→ EXCERTO DO TEXTO:
---
É totalmente desaconselhável a introdução de estatísticas públicas raciais na próxima operação censitária.

1. Há, em Portugal, problemas sérios de racismo. Não porque vivamos num país com ordenamento jurídico e político segregacionista (não vivemos), mas porque existem práticas e discursos racistas sistemáticos. E porque existe, também, uma racialização, historicamente construída, da desigualdade social, o que facilita e naturaliza o preconceito. Precisamos, pois, de conhecer melhor o racismo existente, produzindo informação útil para sustentar políticas públicas de igualdade mais eficazes. Foi neste contexto que surgiu, recentemente, a proposta de introduzir, no próximo Recenseamento Geral da População, perguntas que permitam uma classificação racial de todos os portugueses. Esta solução é, em minha opinião, inadequada e contribui para reforçar o fenómeno que se pretende contrariar: o racismo.
---
→ DADOS FORNECIDOS:

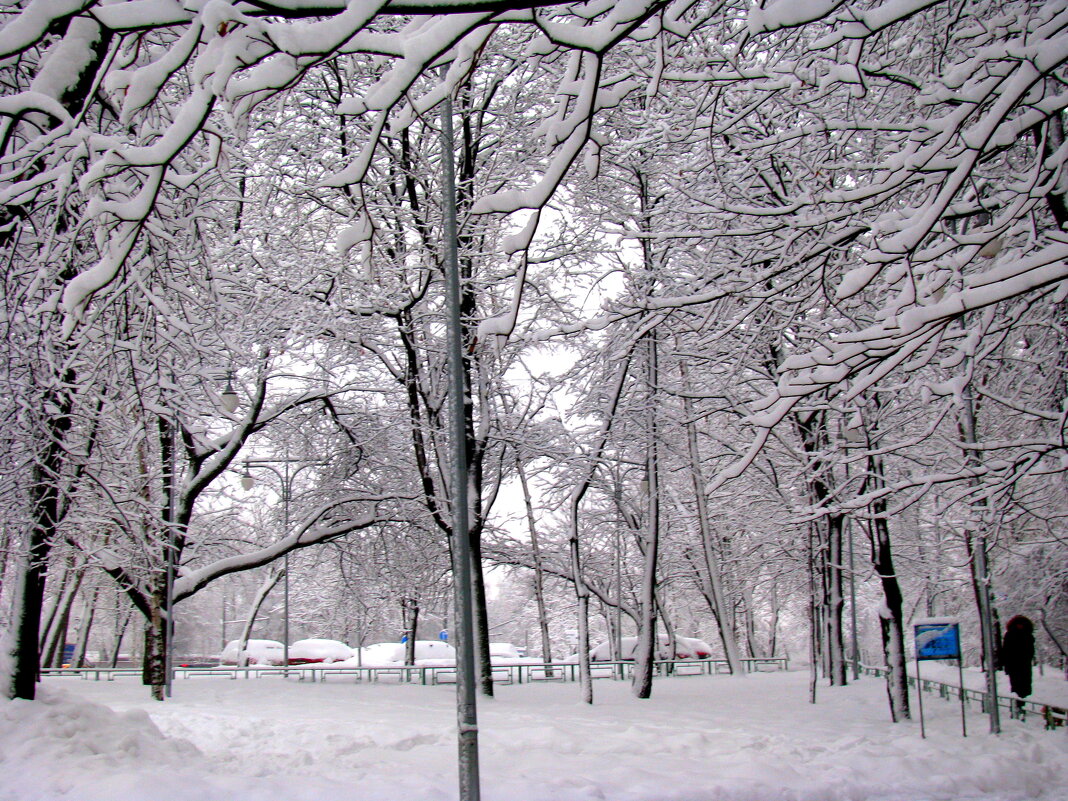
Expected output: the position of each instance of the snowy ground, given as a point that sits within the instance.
---
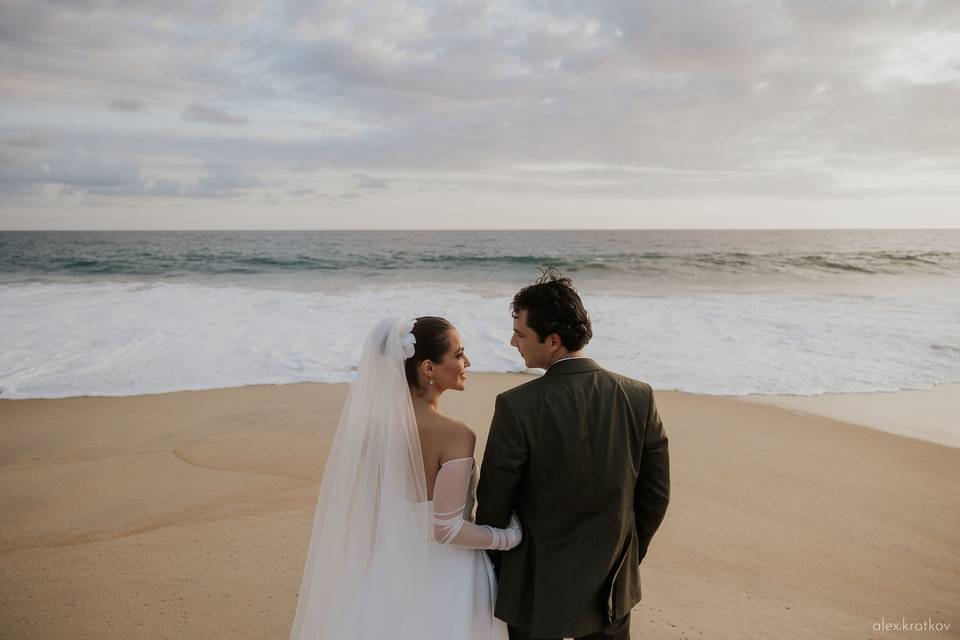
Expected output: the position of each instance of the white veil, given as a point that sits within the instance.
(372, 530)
---
→ TAREFA ESCRITA A: Duplique, do texto sobre estatísticas raciais no recenseamento, tudo o que vai desde "1. Há, em Portugal, problemas" até "contrariar: o racismo.".
→ TAREFA ESCRITA B: Retome o texto sobre estatísticas raciais no recenseamento no ponto em que ele termina e dê-lhe continuação.
As entradas não têm qualquer relação com o texto sobre estatísticas raciais no recenseamento.

→ RESPOSTA CORRETA A:
1. Há, em Portugal, problemas sérios de racismo. Não porque vivamos num país com ordenamento jurídico e político segregacionista (não vivemos), mas porque existem práticas e discursos racistas sistemáticos. E porque existe, também, uma racialização, historicamente construída, da desigualdade social, o que facilita e naturaliza o preconceito. Precisamos, pois, de conhecer melhor o racismo existente, produzindo informação útil para sustentar políticas públicas de igualdade mais eficazes. Foi neste contexto que surgiu, recentemente, a proposta de introduzir, no próximo Recenseamento Geral da População, perguntas que permitam uma classificação racial de todos os portugueses. Esta solução é, em minha opinião, inadequada e contribui para reforçar o fenómeno que se pretende contrariar: o racismo.

→ RESPOSTA CORRETA B:
2. De facto, não é possível combater o racismo e, em simultâneo, institucionalizar a classificação racial, pelo Estado, de todos e cada um dos cidadãos. Quando o Estado introduz categorias raciais nas estatísticas oficiais contribui para legitimar e naturalizar essas mesmas categorias. Ora, o fundamento do racismo não é o tratamento desigual das “raças”, mas a ideia de que as pessoas são socialmente diferentes por terem diferentes características fenotípicas, biológicas. A categoria “raça” pressupõe, nomeadamente, que diferenças na cor de pele correspondem a diferenças culturais. Por isso, o uso institucionalizado da categoria “raça” reforça os fundamentos cognitivos do racismo. Não é possível combater o racismo e salvar a categoria “raça”. Institucionalizar uma classificação racial para acabar com o racismo é querer atingir um objetivo fazendo, para tal, o exato oposto do que se pretende obter. O combate ao racismo, como, em regra, a todas as discriminações, requer a afirmação da semelhança essencial de todos os seres humanos, não a enfatização de uma das suas múltiplas diferenças.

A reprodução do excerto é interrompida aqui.